What to produce:
Please repeat the material below from the line with "Identify a point for each instance of the center" through the end, keeping each request as it is, and multiply every coordinate in the answers by 2.2, rounding to whole numbers with halves rounded up.

(Stored records)
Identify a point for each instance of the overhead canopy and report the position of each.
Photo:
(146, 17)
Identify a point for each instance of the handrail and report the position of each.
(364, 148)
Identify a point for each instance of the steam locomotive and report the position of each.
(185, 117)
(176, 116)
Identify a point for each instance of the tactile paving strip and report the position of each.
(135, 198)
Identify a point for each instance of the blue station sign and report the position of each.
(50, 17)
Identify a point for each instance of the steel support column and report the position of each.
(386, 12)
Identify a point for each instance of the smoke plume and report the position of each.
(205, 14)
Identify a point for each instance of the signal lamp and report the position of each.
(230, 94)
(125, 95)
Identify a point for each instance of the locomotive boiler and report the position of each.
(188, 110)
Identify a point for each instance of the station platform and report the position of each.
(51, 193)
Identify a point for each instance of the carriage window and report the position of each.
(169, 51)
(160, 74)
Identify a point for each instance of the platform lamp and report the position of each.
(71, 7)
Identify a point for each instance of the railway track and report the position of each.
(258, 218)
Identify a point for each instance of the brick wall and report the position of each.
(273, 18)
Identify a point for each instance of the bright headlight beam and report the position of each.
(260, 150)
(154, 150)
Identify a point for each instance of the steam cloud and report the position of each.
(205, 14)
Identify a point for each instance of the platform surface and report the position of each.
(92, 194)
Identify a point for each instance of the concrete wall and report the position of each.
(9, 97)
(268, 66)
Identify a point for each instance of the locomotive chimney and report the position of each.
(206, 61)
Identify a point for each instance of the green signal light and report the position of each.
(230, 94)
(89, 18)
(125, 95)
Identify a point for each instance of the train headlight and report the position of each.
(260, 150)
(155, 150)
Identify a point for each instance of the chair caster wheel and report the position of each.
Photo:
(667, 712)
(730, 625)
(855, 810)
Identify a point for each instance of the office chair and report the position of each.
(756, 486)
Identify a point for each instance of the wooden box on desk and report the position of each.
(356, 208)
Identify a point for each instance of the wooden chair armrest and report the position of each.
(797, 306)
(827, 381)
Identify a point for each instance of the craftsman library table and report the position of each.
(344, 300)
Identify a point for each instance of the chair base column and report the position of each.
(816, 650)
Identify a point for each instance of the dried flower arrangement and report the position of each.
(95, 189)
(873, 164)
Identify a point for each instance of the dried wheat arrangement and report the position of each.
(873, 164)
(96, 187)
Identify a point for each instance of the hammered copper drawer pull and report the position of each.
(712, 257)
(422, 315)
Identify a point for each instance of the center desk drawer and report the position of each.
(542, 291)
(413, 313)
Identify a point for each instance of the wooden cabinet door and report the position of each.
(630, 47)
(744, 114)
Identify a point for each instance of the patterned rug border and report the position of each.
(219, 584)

Answer to this exercise:
Identify a point for each instance of the center desk drawer and report the position of each.
(1192, 640)
(909, 689)
Identify a point for each instance of the wooden cabinet door and report the position of each.
(1386, 103)
(1637, 251)
Identify a point for each instance of the patterned rug border and report the position of each.
(482, 1285)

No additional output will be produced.